Extract:
╭──

For Ray White Helensburgh Principal Simon Beaufils, the devastation of brain cancer became terrifyingly real as he saw his good mate and Channel Nine NRL boss Matt Calandar suffer with the disease.

“Matt was a really good friend of mine,” said Mr Beaufils this week, who recalls watching his friend pass away in 2017 as seeing the ‘coal face’ of the illness.

It is with this personal background that Mr Beaufils and his team of thirteen at Ray White Helensburgh have made the Beanie for Brain Cancer appeal a major event on their calendar each year.

“This is the big week,” says Mr Beaufils, referring to the NRL Round 19 (25th-29th of July) the Beanie weekend – where fans are encouraged to wear an official Mark Hughes Foundation Beanie for Brain Cancer to the game. Indeed, Mr Beaufils wife will be at three games in two states selling beanies at football venues this week.

People in the Helensburgh region can buy theirs from Ray White’s office – and even those looking to get stock to sell at their school, cafe or office can access stock from the office.

“We’re just a small part of it,” said Mr Beaufils, but his team knows that each and every beanie that is sold makes a difference in the vital work of brain cancer research, a cancer which has remained devastatingly quick acting.

It’s worth going over the facts; more kids die from brain cancer than any other disease, while prostate cancer has a 35 per cent survival rate, and breast cancer an 18 per cent survival rate, brain cancer has remained stagnant at 2 per cent for the last 30 years.

More research means more money – and yes, while a $25 beanie may seem like a drop in the ocean as far as funds go, with enough drops an ocean of research can be conducted and families such as that of young Matt Calandar can be spared from tragedy.

╰──

Provided material:
╭──

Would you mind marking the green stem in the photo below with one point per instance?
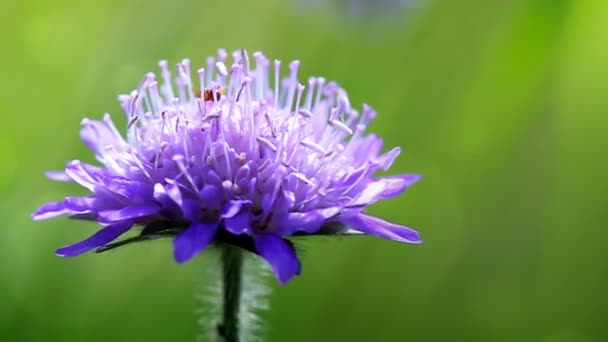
(232, 266)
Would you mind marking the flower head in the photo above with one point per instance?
(242, 156)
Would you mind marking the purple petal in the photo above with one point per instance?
(102, 237)
(279, 254)
(384, 188)
(49, 210)
(78, 173)
(386, 160)
(193, 240)
(174, 192)
(231, 208)
(136, 192)
(210, 196)
(375, 226)
(161, 195)
(239, 223)
(128, 213)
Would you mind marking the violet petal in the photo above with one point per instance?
(100, 238)
(376, 226)
(193, 240)
(279, 254)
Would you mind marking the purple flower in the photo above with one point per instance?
(248, 159)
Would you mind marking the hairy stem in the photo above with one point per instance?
(232, 269)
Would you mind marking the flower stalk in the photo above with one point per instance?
(232, 271)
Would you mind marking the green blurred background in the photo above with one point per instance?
(500, 104)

╰──

Task to complete: Reproduce the Beanie for Brain Cancer article word for word from "For Ray White" to "calendar each year.".

Output for this exercise:
For Ray White Helensburgh Principal Simon Beaufils, the devastation of brain cancer became terrifyingly real as he saw his good mate and Channel Nine NRL boss Matt Calandar suffer with the disease.

“Matt was a really good friend of mine,” said Mr Beaufils this week, who recalls watching his friend pass away in 2017 as seeing the ‘coal face’ of the illness.

It is with this personal background that Mr Beaufils and his team of thirteen at Ray White Helensburgh have made the Beanie for Brain Cancer appeal a major event on their calendar each year.